### EXTRACTED ENTRIES
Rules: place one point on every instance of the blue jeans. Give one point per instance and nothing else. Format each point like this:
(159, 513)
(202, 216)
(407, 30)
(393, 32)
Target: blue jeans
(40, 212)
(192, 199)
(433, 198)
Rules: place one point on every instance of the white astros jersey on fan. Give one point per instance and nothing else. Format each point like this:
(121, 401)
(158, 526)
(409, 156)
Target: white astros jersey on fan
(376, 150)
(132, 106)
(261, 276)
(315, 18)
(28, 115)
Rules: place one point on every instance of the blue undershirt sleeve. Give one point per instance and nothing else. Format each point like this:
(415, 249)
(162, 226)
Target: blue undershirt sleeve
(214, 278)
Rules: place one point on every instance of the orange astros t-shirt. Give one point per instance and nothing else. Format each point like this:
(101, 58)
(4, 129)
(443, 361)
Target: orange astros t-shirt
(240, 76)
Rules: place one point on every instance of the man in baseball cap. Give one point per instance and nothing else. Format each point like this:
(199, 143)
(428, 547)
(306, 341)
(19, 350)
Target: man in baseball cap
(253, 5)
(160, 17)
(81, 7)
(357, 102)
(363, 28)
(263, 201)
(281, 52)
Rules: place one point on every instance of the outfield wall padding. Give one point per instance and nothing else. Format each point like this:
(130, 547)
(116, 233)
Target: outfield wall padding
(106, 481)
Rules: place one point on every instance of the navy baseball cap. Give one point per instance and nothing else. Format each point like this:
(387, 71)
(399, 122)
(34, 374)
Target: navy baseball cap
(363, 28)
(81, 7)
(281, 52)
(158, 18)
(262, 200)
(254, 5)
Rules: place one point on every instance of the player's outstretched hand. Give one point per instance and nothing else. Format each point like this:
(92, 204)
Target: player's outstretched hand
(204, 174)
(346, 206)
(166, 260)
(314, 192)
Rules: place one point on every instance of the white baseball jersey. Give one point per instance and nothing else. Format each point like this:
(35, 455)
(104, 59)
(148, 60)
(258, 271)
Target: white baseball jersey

### INSTRUCTIONS TO FOLLOW
Lay out every line of the items above as a JSON list of strings, one string per line, leaving out any blank lines.

### ANSWER FOR THIS EXERCISE
[
  "Rules: place one point on every instance of the blue jeans. Give one point per instance and nothing else. Format each point like this:",
  "(159, 513)",
  "(202, 216)",
  "(407, 30)",
  "(393, 32)",
  "Target: blue jeans",
  "(40, 212)",
  "(192, 199)",
  "(433, 198)",
  "Rules: place one point on every instance of the white astros jersey on fan. Give one point per instance and nothing else. Format each point like this:",
  "(121, 401)",
  "(158, 526)",
  "(409, 156)",
  "Target: white astros jersey on fan",
  "(376, 150)",
  "(132, 106)",
  "(261, 276)",
  "(315, 18)",
  "(28, 115)",
  "Rules: place one point on every instance of the blue undershirt sleeve. Give one point per instance and nothing else. Format each point like this:",
  "(415, 249)",
  "(162, 226)",
  "Target: blue undershirt sleeve",
  "(214, 278)",
  "Rules: place one point on every instance of the orange astros t-shirt. Give one point per instance and nothing else. Format each point like this:",
  "(101, 58)",
  "(4, 129)",
  "(443, 361)",
  "Target: orange astros t-shirt",
  "(240, 76)",
  "Rules: place one point on every instance of the man in baseball cap. Give one point per instance and nothing else. Format each point like this:",
  "(199, 143)",
  "(428, 547)",
  "(306, 341)",
  "(19, 350)",
  "Target: man in baseball cap",
  "(253, 5)",
  "(160, 17)",
  "(81, 7)",
  "(357, 102)",
  "(363, 28)",
  "(263, 201)",
  "(281, 52)",
  "Rules: place one point on every instance of the outfield wall padding. Give one point per instance and nothing else. Format each point like this:",
  "(130, 547)",
  "(116, 233)",
  "Target: outfield wall padding",
  "(106, 481)",
  "Rules: place one point on every instance of the navy baseball cap. Give one point per instance and nothing else. Format each point like this:",
  "(387, 71)",
  "(399, 122)",
  "(34, 374)",
  "Target: navy baseball cap",
  "(363, 28)",
  "(81, 7)",
  "(281, 52)",
  "(158, 18)",
  "(262, 200)",
  "(254, 5)",
  "Rules: place one point on every instance of the player's outstretched hand. Give one point per instance and nothing else. Format each point like this:",
  "(92, 204)",
  "Target: player's outstretched hand",
  "(204, 174)",
  "(346, 206)",
  "(166, 260)",
  "(314, 192)",
  "Rules: place one point on every instance of the white baseball jersey. Give one point per instance and nothing else. Format each point like this:",
  "(35, 455)",
  "(104, 59)",
  "(148, 60)",
  "(258, 271)",
  "Target: white baseball jersey"
]